### Instructions to follow
Copy exactly the line that contains "[point] at the horse statue head" plus all remaining lines of the data, and leave out every line before it.

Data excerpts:
#####

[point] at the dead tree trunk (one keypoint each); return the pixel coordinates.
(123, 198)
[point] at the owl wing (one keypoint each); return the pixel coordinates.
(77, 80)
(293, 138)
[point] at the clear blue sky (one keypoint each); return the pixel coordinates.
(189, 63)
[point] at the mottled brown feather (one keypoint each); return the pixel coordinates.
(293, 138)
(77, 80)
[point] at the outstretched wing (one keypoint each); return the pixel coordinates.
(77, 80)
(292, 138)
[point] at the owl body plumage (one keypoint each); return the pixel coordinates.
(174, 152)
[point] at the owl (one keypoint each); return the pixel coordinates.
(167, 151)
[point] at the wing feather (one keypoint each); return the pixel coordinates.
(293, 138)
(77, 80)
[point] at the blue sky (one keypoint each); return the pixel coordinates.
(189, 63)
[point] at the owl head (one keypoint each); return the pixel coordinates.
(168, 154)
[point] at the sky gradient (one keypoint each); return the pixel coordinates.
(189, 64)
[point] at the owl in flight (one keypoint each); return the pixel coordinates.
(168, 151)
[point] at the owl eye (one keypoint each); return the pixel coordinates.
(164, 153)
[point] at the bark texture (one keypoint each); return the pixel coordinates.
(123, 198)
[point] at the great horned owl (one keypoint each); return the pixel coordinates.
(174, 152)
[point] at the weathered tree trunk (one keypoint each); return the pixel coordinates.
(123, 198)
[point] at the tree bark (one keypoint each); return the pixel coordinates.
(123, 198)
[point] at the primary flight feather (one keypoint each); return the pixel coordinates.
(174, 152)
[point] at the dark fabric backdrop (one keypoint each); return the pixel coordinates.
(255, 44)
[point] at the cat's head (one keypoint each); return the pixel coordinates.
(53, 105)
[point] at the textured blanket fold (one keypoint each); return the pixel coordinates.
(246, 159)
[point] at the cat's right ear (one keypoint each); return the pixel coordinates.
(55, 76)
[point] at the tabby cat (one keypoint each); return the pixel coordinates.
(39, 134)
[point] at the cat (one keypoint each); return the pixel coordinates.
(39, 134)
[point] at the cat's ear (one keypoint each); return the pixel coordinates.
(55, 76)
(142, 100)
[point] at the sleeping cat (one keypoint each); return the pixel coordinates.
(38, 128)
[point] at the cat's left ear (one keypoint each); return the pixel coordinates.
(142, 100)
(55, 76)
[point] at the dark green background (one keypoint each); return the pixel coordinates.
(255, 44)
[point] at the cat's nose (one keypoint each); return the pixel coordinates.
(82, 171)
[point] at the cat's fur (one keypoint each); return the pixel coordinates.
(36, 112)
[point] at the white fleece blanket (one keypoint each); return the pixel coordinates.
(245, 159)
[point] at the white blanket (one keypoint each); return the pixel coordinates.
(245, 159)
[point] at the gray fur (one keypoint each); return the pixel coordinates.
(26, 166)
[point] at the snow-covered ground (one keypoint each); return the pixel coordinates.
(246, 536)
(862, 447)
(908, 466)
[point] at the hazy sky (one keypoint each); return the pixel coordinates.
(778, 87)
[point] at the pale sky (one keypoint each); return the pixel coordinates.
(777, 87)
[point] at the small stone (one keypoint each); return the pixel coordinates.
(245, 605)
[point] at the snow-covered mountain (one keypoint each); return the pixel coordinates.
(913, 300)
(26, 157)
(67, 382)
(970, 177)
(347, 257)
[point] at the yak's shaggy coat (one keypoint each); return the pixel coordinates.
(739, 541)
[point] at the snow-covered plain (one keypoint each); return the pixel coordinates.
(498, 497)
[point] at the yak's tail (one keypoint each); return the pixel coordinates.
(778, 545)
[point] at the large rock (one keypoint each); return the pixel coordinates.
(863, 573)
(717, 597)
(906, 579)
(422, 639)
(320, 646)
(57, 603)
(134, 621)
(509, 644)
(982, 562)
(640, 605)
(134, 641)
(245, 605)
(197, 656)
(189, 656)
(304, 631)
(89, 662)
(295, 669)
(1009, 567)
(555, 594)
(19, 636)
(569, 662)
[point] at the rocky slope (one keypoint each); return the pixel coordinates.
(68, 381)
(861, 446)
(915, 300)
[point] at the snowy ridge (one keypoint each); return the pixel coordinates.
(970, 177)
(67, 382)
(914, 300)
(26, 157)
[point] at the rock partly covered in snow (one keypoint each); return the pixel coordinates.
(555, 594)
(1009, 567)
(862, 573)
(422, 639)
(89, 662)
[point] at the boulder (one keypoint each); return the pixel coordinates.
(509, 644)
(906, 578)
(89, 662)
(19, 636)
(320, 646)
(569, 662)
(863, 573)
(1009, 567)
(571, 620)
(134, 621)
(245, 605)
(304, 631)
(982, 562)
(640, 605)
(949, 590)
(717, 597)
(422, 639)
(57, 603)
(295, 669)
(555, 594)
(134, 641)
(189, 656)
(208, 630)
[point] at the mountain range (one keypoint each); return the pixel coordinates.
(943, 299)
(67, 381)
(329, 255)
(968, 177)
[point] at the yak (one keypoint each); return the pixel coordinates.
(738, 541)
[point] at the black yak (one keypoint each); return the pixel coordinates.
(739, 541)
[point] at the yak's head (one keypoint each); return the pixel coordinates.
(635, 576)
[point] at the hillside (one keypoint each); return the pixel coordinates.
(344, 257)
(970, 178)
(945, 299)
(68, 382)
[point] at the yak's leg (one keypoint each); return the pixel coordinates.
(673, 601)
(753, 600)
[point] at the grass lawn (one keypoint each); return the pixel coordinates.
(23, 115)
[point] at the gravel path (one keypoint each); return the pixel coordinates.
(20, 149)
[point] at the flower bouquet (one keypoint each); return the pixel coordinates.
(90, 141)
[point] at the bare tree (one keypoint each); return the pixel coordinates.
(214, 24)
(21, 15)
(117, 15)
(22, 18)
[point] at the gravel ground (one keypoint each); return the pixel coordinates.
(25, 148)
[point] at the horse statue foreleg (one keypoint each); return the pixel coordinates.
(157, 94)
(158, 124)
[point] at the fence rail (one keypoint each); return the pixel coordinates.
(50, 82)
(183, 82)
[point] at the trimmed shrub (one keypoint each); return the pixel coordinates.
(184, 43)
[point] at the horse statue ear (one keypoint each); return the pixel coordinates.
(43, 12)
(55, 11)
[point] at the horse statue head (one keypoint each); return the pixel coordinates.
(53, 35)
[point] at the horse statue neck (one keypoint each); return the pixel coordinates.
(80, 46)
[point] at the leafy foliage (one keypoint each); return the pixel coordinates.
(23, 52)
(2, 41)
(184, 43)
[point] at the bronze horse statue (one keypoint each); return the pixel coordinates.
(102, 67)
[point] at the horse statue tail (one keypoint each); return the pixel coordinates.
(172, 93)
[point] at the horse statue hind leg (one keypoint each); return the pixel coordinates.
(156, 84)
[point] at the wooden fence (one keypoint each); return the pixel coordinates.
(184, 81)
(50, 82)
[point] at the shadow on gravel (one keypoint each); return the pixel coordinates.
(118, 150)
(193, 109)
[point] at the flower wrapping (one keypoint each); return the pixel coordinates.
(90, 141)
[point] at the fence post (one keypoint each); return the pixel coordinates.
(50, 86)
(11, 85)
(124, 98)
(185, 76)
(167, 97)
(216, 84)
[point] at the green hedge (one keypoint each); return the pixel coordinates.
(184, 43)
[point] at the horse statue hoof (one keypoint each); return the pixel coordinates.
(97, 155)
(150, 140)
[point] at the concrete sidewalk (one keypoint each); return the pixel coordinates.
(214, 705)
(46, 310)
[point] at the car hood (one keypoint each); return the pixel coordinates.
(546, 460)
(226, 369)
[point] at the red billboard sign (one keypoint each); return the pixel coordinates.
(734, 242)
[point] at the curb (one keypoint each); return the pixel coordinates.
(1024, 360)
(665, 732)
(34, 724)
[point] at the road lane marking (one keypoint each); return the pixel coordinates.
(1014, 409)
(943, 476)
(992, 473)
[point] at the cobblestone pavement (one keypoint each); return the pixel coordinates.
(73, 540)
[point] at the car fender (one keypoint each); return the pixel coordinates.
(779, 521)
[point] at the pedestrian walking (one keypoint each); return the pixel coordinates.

#####

### Answer box
[point] at the horse statue head (one keypoint each); return the pixel coordinates.
(53, 35)
[point] at the horse statue neck (one keypoint each); return the pixel coordinates.
(80, 46)
[point] at the leafy foliage (one keypoint each); return the pixel coordinates.
(23, 52)
(2, 41)
(184, 43)
[point] at the bronze horse statue (one keypoint each); return the pixel coordinates.
(102, 67)
[point] at the horse statue tail (one keypoint each); return the pixel coordinates.
(172, 93)
[point] at the horse statue hind leg (one keypoint each); return the pixel coordinates.
(156, 84)
[point] at the wooden fence (one keypoint each); return the pixel coordinates.
(184, 81)
(50, 82)
[point] at the shadow on gravel (one keypoint each); return the pixel coordinates.
(118, 150)
(193, 109)
[point] at the flower wrapping (one keypoint each); return the pixel coordinates.
(90, 141)
[point] at the fence post (one keypoint each); return the pixel coordinates.
(50, 86)
(11, 85)
(124, 98)
(185, 76)
(167, 97)
(216, 84)
[point] at the green hedge (one keypoint each); return the pixel coordinates.
(184, 43)
[point] at the horse statue hoof (one keypoint each); return the pixel coordinates.
(97, 155)
(150, 140)
[point] at the concrete sidewalk (one keypoint each); return the pixel coordinates.
(214, 705)
(46, 310)
[point] at the car hood (one keypoint each); return the pixel coordinates.
(546, 460)
(226, 369)
[point] at the red billboard sign (one keypoint each); return the pixel coordinates.
(734, 242)
[point] at the curb (one keypoint each); return the pixel coordinates.
(1024, 360)
(665, 732)
(34, 724)
[point] at the road lane marking (one keypoint each); return the pixel coordinates.
(1014, 409)
(943, 476)
(992, 473)
[point] at the cobblestone pavement (one keypoint each); return the pixel coordinates.
(73, 540)
[point] at the car fender (one keypoint each); return the pixel coordinates.
(779, 521)
[point] at the pedestrian walking (one keypoint each); return the pixel coordinates.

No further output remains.